→ **Short task**: Rewrite the rows below, substituting "Object" for every "Target" and keeping all other text the same. Leave the pictures out of your output.
════════════════════
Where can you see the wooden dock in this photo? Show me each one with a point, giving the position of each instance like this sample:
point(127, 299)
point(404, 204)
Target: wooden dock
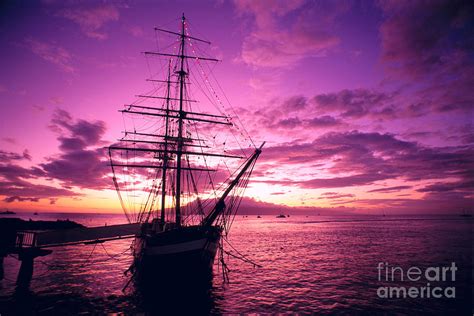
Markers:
point(32, 244)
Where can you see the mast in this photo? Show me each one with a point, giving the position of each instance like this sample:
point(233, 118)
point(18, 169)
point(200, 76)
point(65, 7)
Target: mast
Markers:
point(165, 156)
point(179, 153)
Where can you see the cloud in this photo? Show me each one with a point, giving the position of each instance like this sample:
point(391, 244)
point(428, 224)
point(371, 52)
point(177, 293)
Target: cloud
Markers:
point(450, 186)
point(273, 43)
point(92, 20)
point(430, 44)
point(335, 195)
point(80, 163)
point(391, 189)
point(355, 103)
point(357, 158)
point(15, 184)
point(10, 156)
point(52, 53)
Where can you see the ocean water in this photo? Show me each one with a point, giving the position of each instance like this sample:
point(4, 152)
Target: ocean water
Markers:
point(314, 264)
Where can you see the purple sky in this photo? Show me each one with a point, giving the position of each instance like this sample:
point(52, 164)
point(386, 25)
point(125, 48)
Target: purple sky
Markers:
point(365, 106)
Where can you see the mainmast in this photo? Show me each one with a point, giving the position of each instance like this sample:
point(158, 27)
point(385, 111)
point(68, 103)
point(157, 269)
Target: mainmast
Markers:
point(179, 153)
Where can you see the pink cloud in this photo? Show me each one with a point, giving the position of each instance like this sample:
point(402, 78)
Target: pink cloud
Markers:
point(52, 53)
point(271, 45)
point(92, 20)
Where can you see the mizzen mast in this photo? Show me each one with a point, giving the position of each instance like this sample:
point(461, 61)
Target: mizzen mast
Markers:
point(182, 75)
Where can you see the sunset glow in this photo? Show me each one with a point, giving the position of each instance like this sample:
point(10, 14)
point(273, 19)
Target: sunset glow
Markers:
point(364, 107)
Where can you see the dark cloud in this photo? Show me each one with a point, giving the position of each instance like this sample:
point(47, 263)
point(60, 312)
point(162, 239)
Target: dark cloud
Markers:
point(335, 195)
point(424, 37)
point(446, 187)
point(269, 45)
point(80, 163)
point(430, 43)
point(355, 103)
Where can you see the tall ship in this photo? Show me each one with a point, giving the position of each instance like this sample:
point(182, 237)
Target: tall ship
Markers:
point(183, 162)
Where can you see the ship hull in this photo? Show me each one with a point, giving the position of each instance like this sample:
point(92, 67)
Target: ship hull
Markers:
point(185, 253)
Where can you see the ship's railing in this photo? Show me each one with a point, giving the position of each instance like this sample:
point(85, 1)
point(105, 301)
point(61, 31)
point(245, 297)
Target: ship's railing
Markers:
point(25, 239)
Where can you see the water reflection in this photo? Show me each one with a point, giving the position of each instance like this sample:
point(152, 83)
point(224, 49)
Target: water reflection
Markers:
point(178, 296)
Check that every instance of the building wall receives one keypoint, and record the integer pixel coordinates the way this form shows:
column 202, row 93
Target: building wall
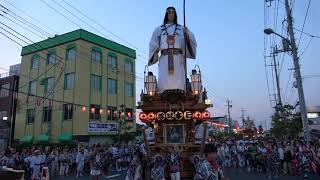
column 7, row 109
column 80, row 95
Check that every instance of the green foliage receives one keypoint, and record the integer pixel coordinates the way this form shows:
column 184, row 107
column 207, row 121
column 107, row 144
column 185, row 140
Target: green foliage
column 285, row 123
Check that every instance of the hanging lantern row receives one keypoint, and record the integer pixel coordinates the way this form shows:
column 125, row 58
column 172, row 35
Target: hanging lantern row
column 101, row 111
column 196, row 82
column 188, row 115
column 150, row 82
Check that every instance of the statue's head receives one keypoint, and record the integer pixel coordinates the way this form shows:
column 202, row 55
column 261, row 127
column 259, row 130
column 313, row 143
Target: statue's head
column 171, row 16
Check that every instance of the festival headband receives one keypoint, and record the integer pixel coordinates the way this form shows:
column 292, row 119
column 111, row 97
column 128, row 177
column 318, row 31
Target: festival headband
column 171, row 9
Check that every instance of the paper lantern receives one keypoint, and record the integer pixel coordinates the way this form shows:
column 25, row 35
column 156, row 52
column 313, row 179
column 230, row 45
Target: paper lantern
column 151, row 116
column 83, row 109
column 197, row 115
column 143, row 117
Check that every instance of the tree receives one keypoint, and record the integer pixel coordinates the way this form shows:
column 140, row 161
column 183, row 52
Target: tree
column 285, row 123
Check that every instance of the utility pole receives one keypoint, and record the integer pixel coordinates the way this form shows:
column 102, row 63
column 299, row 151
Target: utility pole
column 277, row 77
column 229, row 117
column 242, row 116
column 122, row 106
column 296, row 64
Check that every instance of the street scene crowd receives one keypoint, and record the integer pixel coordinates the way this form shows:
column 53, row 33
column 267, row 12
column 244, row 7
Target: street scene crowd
column 269, row 156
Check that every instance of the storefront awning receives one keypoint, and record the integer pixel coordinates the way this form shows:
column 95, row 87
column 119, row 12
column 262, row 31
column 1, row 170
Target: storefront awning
column 43, row 138
column 26, row 139
column 65, row 137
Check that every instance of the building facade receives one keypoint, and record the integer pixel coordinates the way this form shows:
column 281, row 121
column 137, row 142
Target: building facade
column 8, row 88
column 76, row 86
column 313, row 113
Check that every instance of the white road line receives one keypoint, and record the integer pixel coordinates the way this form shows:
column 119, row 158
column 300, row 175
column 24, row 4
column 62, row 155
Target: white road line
column 112, row 176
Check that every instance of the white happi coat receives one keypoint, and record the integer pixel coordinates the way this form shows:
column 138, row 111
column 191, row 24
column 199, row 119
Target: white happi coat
column 177, row 79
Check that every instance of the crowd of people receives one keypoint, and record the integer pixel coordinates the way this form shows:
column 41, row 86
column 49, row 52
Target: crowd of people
column 95, row 160
column 271, row 157
column 274, row 157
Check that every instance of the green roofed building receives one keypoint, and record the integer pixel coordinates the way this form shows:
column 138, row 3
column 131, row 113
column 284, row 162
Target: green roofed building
column 76, row 86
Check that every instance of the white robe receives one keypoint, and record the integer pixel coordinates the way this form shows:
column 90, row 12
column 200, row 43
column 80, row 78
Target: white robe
column 177, row 79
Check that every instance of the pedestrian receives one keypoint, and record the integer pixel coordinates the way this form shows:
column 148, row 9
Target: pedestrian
column 35, row 164
column 96, row 161
column 80, row 159
column 54, row 156
column 209, row 168
column 173, row 161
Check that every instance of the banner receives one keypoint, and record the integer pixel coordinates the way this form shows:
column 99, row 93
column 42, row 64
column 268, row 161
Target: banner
column 102, row 127
column 150, row 135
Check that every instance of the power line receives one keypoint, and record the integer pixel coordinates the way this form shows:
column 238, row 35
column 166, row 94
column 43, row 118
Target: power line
column 23, row 12
column 79, row 19
column 10, row 38
column 304, row 22
column 94, row 21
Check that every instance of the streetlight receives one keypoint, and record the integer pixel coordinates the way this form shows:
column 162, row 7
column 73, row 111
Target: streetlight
column 285, row 41
column 298, row 83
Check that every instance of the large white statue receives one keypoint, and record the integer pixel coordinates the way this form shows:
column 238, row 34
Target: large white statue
column 169, row 39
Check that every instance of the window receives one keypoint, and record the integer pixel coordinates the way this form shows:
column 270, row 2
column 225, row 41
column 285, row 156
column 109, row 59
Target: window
column 128, row 89
column 112, row 61
column 32, row 87
column 69, row 81
column 112, row 113
column 112, row 86
column 49, row 84
column 129, row 114
column 51, row 58
column 71, row 54
column 94, row 112
column 96, row 82
column 30, row 116
column 67, row 111
column 4, row 90
column 96, row 56
column 47, row 116
column 35, row 62
column 3, row 114
column 128, row 67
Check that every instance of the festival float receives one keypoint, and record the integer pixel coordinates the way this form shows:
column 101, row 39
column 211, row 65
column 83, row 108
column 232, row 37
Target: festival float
column 175, row 118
════════════════════
→ **Problem solution**:
Where can you see the wooden dock in this photo? Show me each one with a point, giving the position of each instance like this sample:
point(127, 299)
point(404, 204)
Object: wooden dock
Markers:
point(32, 244)
Where can you see the mast in this photo? Show me each one with a point, giving the position of each instance like this sample:
point(233, 118)
point(18, 169)
point(200, 76)
point(65, 7)
Object: mast
Markers:
point(165, 156)
point(179, 153)
Where can you see the cloud in this photo? Show me each one with a point, giving the position of each instance like this sample:
point(391, 244)
point(428, 224)
point(371, 52)
point(177, 293)
Object: cloud
Markers:
point(450, 186)
point(273, 43)
point(92, 20)
point(430, 44)
point(335, 195)
point(80, 163)
point(391, 189)
point(355, 103)
point(357, 158)
point(15, 184)
point(10, 156)
point(52, 53)
Where can you see the ocean water in this photo? Show me each one with a point, giving the position of each instance like this sample:
point(4, 152)
Object: ocean water
Markers:
point(314, 264)
Where can you see the purple sky in this photo? Show me each one with a point, giving the position of each instance like this sample:
point(52, 164)
point(386, 25)
point(125, 48)
Object: purple sky
Markers:
point(365, 106)
Where can you see the mainmast in this photo? Show me each one with a point, giving the position of each instance like this sample:
point(158, 27)
point(385, 111)
point(68, 103)
point(157, 269)
Object: mainmast
Markers:
point(179, 153)
Where can you see the pink cloud in this photo? Show me each one with a point, giving the position of each instance like this sample:
point(402, 78)
Object: pink cloud
Markers:
point(52, 53)
point(271, 45)
point(92, 20)
Where can you see the mizzen mast in this photo? Show me each one with a point, giving the position of each instance like this sample:
point(461, 61)
Object: mizzen mast
Markers:
point(182, 75)
Where can you see the sunset glow in this photo? Show me each one with a point, giving the position of each instance like this sample:
point(10, 14)
point(273, 19)
Object: sunset glow
Markers:
point(364, 107)
Where can you see the dark cloud in this photo? Show me each one with a point, giving the position of each instance like this sample:
point(47, 263)
point(60, 312)
point(162, 239)
Object: dark cloud
Markers:
point(335, 195)
point(424, 37)
point(446, 187)
point(269, 45)
point(80, 163)
point(430, 43)
point(355, 103)
Where can you see the tall ship in this photo? Show me each one with a point, giving the position of each instance like this sample:
point(182, 237)
Object: tall ship
Markers:
point(183, 162)
Where can you see the ship hull in this photo? Show me each one with a point, giving the position of each instance like this sample:
point(92, 67)
Object: ship hull
Markers:
point(185, 253)
Where can you see the ship's railing in this photo? Show me each one with a point, giving the position of each instance like this sample:
point(85, 1)
point(105, 301)
point(61, 31)
point(245, 297)
Object: ship's railing
Markers:
point(25, 239)
Where can you see the water reflection in this photo? Show me each one with a point, giving the position of each instance like this sample:
point(152, 83)
point(224, 49)
Object: water reflection
Markers:
point(178, 296)
Check that every instance of the building wall receives one keypoint, and record the integer pixel coordinates the way this form shows:
column 202, row 93
Object: building wall
column 7, row 109
column 80, row 95
Check that every instance of the green foliage receives one keypoint, and record the integer pixel coordinates the way this form shows:
column 184, row 107
column 207, row 121
column 107, row 144
column 185, row 140
Object: green foliage
column 285, row 123
Check that every instance of the hanging lantern row receives one keypoint, and record the integer pixel coordinates the way this form shows:
column 125, row 58
column 172, row 35
Object: hanging lantern row
column 101, row 111
column 196, row 82
column 188, row 115
column 150, row 82
Check that every instance of the statue's head receives one keypoint, and record the integer pixel coordinates the way this form shows:
column 202, row 55
column 261, row 127
column 259, row 130
column 313, row 143
Object: statue's head
column 171, row 16
Check that every instance of the festival headband receives one keypoint, and record the integer pixel coordinates the way this form shows:
column 292, row 119
column 111, row 97
column 128, row 177
column 318, row 31
Object: festival headband
column 171, row 9
Check that every instance of the paper lantern receives one keypoint, and record the integer pixel coordinates the way this form shows:
column 25, row 35
column 156, row 52
column 313, row 179
column 230, row 45
Object: paper lantern
column 151, row 116
column 83, row 109
column 197, row 115
column 143, row 117
Check that every instance of the tree receives one keypoint, and record the integer pixel coordinates the way this form shows:
column 140, row 161
column 183, row 52
Object: tree
column 285, row 123
Check that every instance of the utility pole receives one keypoint, and record the integer pixel coordinates the way this form shows:
column 102, row 63
column 299, row 151
Object: utility pole
column 277, row 77
column 229, row 117
column 242, row 116
column 122, row 106
column 296, row 64
Check that every instance of the street scene crowd receives one keypoint, and record the integer pixel coordinates the way this form shows:
column 53, row 33
column 267, row 12
column 244, row 7
Object: street scene crowd
column 269, row 156
Check that every instance of the storefront awning receives one keypoint, and record the integer pixel coordinates the way this form shows:
column 95, row 87
column 119, row 12
column 262, row 31
column 1, row 170
Object: storefront awning
column 43, row 138
column 26, row 139
column 65, row 137
Check that every instance of the building facade receives one keypoint, and record the integer pixel coordinates the way this form shows:
column 281, row 121
column 137, row 142
Object: building facade
column 8, row 88
column 76, row 86
column 313, row 113
Check that every instance of the white road line receives one keypoint, and record the integer pixel coordinates the way this form shows:
column 119, row 158
column 300, row 175
column 24, row 4
column 62, row 155
Object: white road line
column 112, row 176
Check that every instance of the white happi coat receives one keypoint, and record the integer pixel coordinates the way this form shows:
column 138, row 111
column 191, row 24
column 199, row 119
Object: white happi coat
column 177, row 79
Check that every instance of the crowd of people receives one keypoint, and record the integer pixel coordinates the way this form shows:
column 41, row 86
column 49, row 52
Object: crowd of people
column 95, row 160
column 271, row 157
column 274, row 157
Check that every instance of the green roofed building receives one keypoint, and record the integer pixel coordinates the way this form shows:
column 138, row 3
column 131, row 113
column 284, row 162
Object: green roofed building
column 76, row 86
Check that every instance of the white robe receives one keypoint, and record the integer pixel coordinates the way this form shows:
column 90, row 12
column 200, row 43
column 80, row 78
Object: white robe
column 177, row 79
Check that every instance of the pedestrian receives one keypoint, and record the integer pixel coordinates the way this form shows:
column 148, row 9
Object: pedestrian
column 35, row 164
column 96, row 161
column 80, row 159
column 54, row 156
column 209, row 168
column 173, row 161
Check that every instance of the banner receives one keypoint, and record the integer pixel coordinates the way this form shows:
column 99, row 93
column 42, row 64
column 268, row 161
Object: banner
column 102, row 127
column 150, row 135
Check that every instance of the power line receives one keypoint, and record the integer pixel coordinates the way this form shows:
column 238, row 35
column 166, row 94
column 43, row 118
Object: power line
column 23, row 12
column 79, row 19
column 10, row 38
column 304, row 22
column 94, row 21
Check that every instance of the streetlight receives one keypoint, and record the integer pixel coordinates the way this form shows:
column 162, row 7
column 73, row 111
Object: streetlight
column 285, row 41
column 298, row 83
Check that every instance of the large white statue receives one keypoint, and record the integer pixel coordinates the way this form shows:
column 238, row 34
Object: large white statue
column 169, row 39
Check that every instance of the window receives one keypoint, and record the integer pixel coordinates the way this form shows:
column 270, row 2
column 225, row 41
column 285, row 156
column 109, row 59
Object: window
column 128, row 89
column 112, row 61
column 32, row 87
column 69, row 81
column 112, row 113
column 112, row 86
column 49, row 84
column 129, row 114
column 51, row 58
column 71, row 54
column 94, row 112
column 96, row 82
column 30, row 116
column 67, row 111
column 4, row 90
column 96, row 56
column 47, row 116
column 35, row 62
column 3, row 114
column 128, row 67
Check that every instance of the festival float receives one keypoint, and record the integer pixel coordinates the way this form shows:
column 101, row 39
column 211, row 65
column 83, row 108
column 232, row 37
Object: festival float
column 175, row 118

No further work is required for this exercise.